>> Begin

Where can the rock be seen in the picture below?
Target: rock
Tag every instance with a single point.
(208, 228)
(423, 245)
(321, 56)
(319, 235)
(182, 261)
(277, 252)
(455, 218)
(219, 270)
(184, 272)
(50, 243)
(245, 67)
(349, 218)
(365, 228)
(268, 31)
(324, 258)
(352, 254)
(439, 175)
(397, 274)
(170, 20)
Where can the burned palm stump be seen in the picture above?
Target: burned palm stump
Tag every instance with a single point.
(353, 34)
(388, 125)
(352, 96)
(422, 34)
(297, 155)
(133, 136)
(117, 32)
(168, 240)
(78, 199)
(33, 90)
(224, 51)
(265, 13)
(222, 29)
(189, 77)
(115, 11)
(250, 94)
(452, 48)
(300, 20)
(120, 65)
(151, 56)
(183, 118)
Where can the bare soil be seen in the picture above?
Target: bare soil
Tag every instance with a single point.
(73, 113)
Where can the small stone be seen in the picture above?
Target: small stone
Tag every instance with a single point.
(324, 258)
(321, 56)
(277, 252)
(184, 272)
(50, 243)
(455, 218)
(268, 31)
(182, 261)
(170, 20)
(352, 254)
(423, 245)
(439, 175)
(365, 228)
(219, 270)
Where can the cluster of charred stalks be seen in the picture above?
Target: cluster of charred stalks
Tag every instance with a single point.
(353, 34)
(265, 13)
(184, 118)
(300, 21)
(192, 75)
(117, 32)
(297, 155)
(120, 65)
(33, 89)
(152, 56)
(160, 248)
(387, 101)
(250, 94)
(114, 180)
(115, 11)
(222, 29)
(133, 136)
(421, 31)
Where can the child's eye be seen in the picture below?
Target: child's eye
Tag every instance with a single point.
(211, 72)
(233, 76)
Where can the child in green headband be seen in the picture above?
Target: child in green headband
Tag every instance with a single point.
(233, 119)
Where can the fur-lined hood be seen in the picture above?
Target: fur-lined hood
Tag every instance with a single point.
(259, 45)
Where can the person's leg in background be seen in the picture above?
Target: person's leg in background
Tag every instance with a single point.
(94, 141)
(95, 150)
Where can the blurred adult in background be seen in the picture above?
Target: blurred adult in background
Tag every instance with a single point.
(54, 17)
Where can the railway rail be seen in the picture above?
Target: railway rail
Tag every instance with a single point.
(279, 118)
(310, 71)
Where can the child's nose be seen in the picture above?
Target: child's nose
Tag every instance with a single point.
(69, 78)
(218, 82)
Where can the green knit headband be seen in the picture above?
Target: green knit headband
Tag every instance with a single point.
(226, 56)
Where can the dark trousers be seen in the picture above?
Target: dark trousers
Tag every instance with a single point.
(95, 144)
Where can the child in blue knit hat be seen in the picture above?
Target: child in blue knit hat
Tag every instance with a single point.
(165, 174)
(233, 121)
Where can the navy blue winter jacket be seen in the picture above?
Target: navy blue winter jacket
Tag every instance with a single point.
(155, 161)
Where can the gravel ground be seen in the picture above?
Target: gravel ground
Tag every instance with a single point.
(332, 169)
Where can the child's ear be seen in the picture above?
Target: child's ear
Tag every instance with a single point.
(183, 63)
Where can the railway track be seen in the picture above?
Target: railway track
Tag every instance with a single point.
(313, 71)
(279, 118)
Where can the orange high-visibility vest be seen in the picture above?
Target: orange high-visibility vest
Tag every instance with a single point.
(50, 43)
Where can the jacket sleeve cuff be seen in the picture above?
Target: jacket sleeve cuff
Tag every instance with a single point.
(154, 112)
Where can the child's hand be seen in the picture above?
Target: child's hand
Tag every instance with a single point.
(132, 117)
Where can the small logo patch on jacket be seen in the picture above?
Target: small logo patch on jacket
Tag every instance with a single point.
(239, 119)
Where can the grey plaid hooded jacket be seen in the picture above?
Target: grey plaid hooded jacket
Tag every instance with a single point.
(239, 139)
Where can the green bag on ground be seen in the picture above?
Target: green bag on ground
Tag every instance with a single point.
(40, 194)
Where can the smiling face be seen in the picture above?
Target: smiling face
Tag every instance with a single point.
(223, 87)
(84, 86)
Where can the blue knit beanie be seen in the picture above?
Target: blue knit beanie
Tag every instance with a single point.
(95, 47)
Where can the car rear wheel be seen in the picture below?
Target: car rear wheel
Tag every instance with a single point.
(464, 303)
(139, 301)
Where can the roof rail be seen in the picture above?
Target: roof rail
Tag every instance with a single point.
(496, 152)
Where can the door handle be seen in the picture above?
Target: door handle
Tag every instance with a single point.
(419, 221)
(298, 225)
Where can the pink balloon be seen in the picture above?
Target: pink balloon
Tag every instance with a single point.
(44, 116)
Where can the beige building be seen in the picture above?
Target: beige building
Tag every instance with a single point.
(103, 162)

>> End

■ What you have to do:
Rewrite the lines above as a numbered list, with any blank lines dropped.

■ Correct result:
1. Where can the rock be seen in the picture below?
2. Target: rock
3. Tag every instance with a single point.
4. (208, 228)
5. (423, 245)
6. (321, 56)
7. (319, 235)
8. (182, 261)
9. (277, 252)
10. (455, 218)
11. (219, 270)
12. (184, 272)
13. (50, 243)
14. (245, 67)
15. (349, 218)
16. (365, 228)
17. (268, 31)
18. (324, 258)
19. (352, 254)
20. (439, 175)
21. (397, 274)
22. (170, 20)
23. Where can the burned palm stump be seen in the picture above?
24. Target: burned palm stump
25. Tag every instance with a single point.
26. (353, 34)
27. (388, 125)
28. (352, 96)
29. (422, 34)
30. (297, 155)
31. (133, 136)
32. (117, 32)
33. (168, 240)
34. (78, 199)
35. (33, 90)
36. (224, 51)
37. (265, 13)
38. (222, 29)
39. (189, 77)
40. (115, 11)
41. (250, 94)
42. (452, 48)
43. (300, 20)
44. (120, 65)
45. (151, 56)
46. (183, 118)
47. Where can the bare soil be seen in the picture above?
48. Target: bare soil
49. Tag every instance with a single point.
50. (73, 113)
51. Where can the small stone be seen in the picture above?
52. Target: small stone
53. Tag every instance with a single point.
54. (324, 258)
55. (321, 56)
56. (277, 252)
57. (184, 272)
58. (50, 243)
59. (455, 218)
60. (268, 31)
61. (182, 261)
62. (170, 20)
63. (352, 254)
64. (423, 245)
65. (439, 175)
66. (365, 228)
67. (219, 270)
68. Where can the cluster of charred stalks be seen in the picture above?
69. Target: cluster of charred stalks
70. Tag every instance with a single point.
71. (353, 34)
72. (265, 13)
73. (184, 118)
74. (300, 21)
75. (192, 75)
76. (117, 32)
77. (297, 155)
78. (120, 65)
79. (33, 89)
80. (152, 56)
81. (160, 248)
82. (387, 101)
83. (250, 94)
84. (114, 180)
85. (115, 11)
86. (222, 29)
87. (133, 136)
88. (421, 31)
89. Where can the child's eye be seen in the picture below?
90. Target: child's eye
91. Tag every instance with a single point.
92. (211, 72)
93. (233, 76)
94. Where can the child in green headband be seen in the picture above?
95. Target: child in green headband
96. Tag every instance with a single point.
97. (233, 119)
98. Where can the fur-lined hood be seen in the picture above?
99. Target: fur-lined hood
100. Tag every instance with a single point.
101. (259, 45)
102. Where can the person's leg in background be seen in the picture above?
103. Target: person's leg in background
104. Tag every instance with a single point.
105. (94, 141)
106. (95, 150)
107. Where can the blurred adult in background be seen in the picture above?
108. Target: blurred adult in background
109. Tag every instance with a single point.
110. (54, 17)
111. Where can the railway rail be seen in the picture above?
112. Target: railway rail
113. Tag every instance with a single point.
114. (279, 118)
115. (310, 71)
116. Where can the child's nose be seen in the picture above?
117. Target: child's nose
118. Tag every instance with a single point.
119. (69, 78)
120. (218, 82)
121. Where can the green knit headband be seen in the picture above?
122. Target: green knit headband
123. Tag every instance with a single point.
124. (226, 56)
125. Where can the dark trousers be seen in the picture above?
126. Target: dark trousers
127. Tag every instance with a single point.
128. (95, 144)
129. Where can the child in blue knit hat be seen in the picture above?
130. Target: child in blue knit hat
131. Tag every instance with a single point.
132. (165, 174)
133. (233, 121)
134. Where can the navy blue winter jacket be seen in the picture above?
135. Target: navy blue winter jacket
136. Tag every instance with a single point.
137. (155, 161)
138. Where can the gravel ground be seen in the picture above?
139. Target: gravel ground
140. Tag every instance with a single point.
141. (332, 169)
142. Where can the child's ear be seen in the picture above?
143. Target: child's ear
144. Tag every instance with a single point.
145. (183, 63)
146. Where can the railway track be seen in the picture above?
147. Target: railway track
148. Tag every instance with a single point.
149. (313, 71)
150. (279, 118)
151. Where can the orange high-visibility vest be seen in the picture above?
152. Target: orange high-visibility vest
153. Tag every instance with a single point.
154. (50, 43)
155. Where can the jacket sleeve cuff be seen in the picture above?
156. Target: jacket sleeve cuff
157. Tag every instance with a single point.
158. (154, 112)
159. Where can the child's hand be seen in the picture above?
160. Target: child's hand
161. Tag every instance with a single point.
162. (132, 117)
163. Where can the small logo patch on jacket be seen in the picture above?
164. Target: small logo patch on jacket
165. Tag every instance with a single point.
166. (239, 119)
167. Where can the grey plaid hooded jacket be seen in the picture above?
168. Target: grey plaid hooded jacket
169. Tag every instance with a single point.
170. (239, 139)
171. Where can the green bag on ground be seen in the picture above?
172. Target: green bag on ground
173. Tag every instance with a single point.
174. (40, 194)
175. Where can the smiling face be seen in the picture above?
176. Target: smiling face
177. Tag every instance with a single point.
178. (223, 87)
179. (84, 86)
180. Where can the blue knit beanie be seen in the picture above?
181. Target: blue knit beanie
182. Tag every instance with a single point.
183. (95, 47)
184. Where can the car rear wheel be seen in the picture below?
185. Target: car rear wheel
186. Tag every instance with a single point.
187. (464, 303)
188. (139, 301)
189. Where can the roof rail be seen in the picture above?
190. Target: roof rail
191. Tag every instance with a single point.
192. (496, 152)
193. Where can the door handle be seen in the picture above?
194. Target: door handle
195. Tag every instance with a single point.
196. (419, 221)
197. (298, 225)
198. Where can the pink balloon be seen in the picture above?
199. Target: pink balloon
200. Tag every instance with a single point.
201. (44, 116)
202. Where can the beige building be seen in the picture above?
203. Target: beige building
204. Tag every instance with a single point.
205. (103, 162)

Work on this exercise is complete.